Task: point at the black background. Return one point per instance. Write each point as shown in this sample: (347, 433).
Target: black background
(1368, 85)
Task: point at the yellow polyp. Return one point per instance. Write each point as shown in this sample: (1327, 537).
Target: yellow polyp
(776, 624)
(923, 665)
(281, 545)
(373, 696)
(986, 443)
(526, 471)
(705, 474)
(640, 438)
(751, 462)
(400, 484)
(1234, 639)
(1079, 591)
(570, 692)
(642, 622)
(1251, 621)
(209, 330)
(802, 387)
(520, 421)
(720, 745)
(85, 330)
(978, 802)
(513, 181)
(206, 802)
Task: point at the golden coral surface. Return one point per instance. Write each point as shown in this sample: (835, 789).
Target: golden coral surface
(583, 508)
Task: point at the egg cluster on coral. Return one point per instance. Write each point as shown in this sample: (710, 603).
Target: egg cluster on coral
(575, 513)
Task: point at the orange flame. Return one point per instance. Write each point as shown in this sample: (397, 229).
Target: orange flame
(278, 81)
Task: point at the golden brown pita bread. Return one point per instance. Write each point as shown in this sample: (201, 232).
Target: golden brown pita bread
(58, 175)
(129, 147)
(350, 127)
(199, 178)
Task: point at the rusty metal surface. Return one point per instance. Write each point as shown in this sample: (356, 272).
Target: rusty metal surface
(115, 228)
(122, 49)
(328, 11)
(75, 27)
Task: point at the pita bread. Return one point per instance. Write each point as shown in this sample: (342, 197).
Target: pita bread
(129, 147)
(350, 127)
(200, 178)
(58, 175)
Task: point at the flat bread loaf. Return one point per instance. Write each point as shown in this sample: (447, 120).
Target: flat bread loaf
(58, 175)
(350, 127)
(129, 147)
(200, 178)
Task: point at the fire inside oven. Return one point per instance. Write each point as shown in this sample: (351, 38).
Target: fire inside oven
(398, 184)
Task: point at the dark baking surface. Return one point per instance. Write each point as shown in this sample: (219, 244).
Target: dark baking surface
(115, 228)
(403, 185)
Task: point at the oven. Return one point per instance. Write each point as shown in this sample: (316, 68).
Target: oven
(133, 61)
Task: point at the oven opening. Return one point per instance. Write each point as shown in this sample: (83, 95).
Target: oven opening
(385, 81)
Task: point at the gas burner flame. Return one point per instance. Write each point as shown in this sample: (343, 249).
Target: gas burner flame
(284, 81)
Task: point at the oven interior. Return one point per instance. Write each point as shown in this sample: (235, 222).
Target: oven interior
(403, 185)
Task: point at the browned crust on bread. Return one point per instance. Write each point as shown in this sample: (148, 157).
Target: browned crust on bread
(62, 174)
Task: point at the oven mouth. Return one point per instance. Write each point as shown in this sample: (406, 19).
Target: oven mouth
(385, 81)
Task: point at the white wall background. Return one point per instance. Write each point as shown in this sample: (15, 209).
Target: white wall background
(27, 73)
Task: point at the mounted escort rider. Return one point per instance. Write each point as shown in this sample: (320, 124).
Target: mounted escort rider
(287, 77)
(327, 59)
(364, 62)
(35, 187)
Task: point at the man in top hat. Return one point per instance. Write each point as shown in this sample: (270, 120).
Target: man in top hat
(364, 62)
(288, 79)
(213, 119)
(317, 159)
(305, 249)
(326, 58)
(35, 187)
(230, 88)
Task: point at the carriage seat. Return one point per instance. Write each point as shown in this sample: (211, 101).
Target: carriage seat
---*---
_Set exercise_: Write out again every line, requests included, starting with the line that contains "Task: point at the man" and going on through the end of the data, with each answer coordinate shifted by -117. Leave the numbers in the requests and in their sample points unchanged.

_Exercise result_:
Task: point at the man in top hat. Return one point per instance. Write each point as shown in this sample: (270, 120).
Target: man in top hat
(247, -55)
(171, -38)
(96, 2)
(200, 42)
(188, 132)
(209, -59)
(-82, 70)
(113, -29)
Task: point at the carriage seat. Return one point per instance. Write each point as shown in this sample: (211, 101).
Target: carriage seat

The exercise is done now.